[[ STUDY MATERIAL, beginning ]]

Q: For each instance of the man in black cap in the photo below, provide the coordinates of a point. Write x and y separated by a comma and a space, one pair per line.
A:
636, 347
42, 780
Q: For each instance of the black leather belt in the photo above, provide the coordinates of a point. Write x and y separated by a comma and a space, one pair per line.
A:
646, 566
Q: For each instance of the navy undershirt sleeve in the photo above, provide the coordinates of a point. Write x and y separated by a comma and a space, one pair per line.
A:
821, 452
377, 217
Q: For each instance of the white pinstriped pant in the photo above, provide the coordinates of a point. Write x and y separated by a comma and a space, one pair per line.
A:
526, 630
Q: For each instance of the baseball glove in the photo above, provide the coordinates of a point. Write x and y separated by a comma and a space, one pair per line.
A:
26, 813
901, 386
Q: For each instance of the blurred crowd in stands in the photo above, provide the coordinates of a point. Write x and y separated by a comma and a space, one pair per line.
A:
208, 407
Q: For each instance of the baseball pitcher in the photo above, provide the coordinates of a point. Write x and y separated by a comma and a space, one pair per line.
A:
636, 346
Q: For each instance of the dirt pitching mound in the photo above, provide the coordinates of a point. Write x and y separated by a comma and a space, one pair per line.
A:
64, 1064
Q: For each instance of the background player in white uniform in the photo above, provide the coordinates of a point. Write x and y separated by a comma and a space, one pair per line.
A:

[[ STUDY MATERIAL, end ]]

- **WHAT TO WORK ON**: What you write must match the records above line for line.

- **OUTPUT OF THE TASK**:
Q: For each instance of the man in black cap in the photo below, provide the coordinates of a point. Write x and y separated by a comma and a space, one pair per line.
A:
636, 347
42, 780
Q: For each instance of the black leather belt in the photo above, provide the coordinates of a point. Write x and y separated by a comma and a space, one pair per line.
A:
646, 566
Q: For each instance of the navy undershirt sleeve in the photo above, provide the coordinates of a point. Write x and y separated by a comma and a space, one pair per line.
A:
821, 452
377, 217
Q: For each instance of the white pinstriped pant in the photo above, provide the coordinates of a point. Write x and y separated by a comma and a space, one pair per line.
A:
526, 630
Q: For each instance of the baseball glove in the photo above, provide the coordinates of a point. Write x and y separated by a comma and a space, one pair per line.
A:
26, 813
901, 386
Q: For each instance of the blurred crowd in stands in the photo above, provide the coordinates of a point. Write x and y separated by a comma and a space, one pair per line.
A:
208, 407
Q: For each instance of the baseball pitcher in the photo above, provide the coordinates of a point. Write x and y separated by a comma and a space, one pair per line.
A:
636, 346
Q: For each instance of the dirt pitching mound in the photo above, provide the coordinates of a point. Write x and y separated by a comma and a space, one pair per line.
A:
64, 1064
Q: For each instance of the background player in white uniform in the photo above, provide the coordinates of a point. Write x and y separated by a comma and a space, one pair per line.
A:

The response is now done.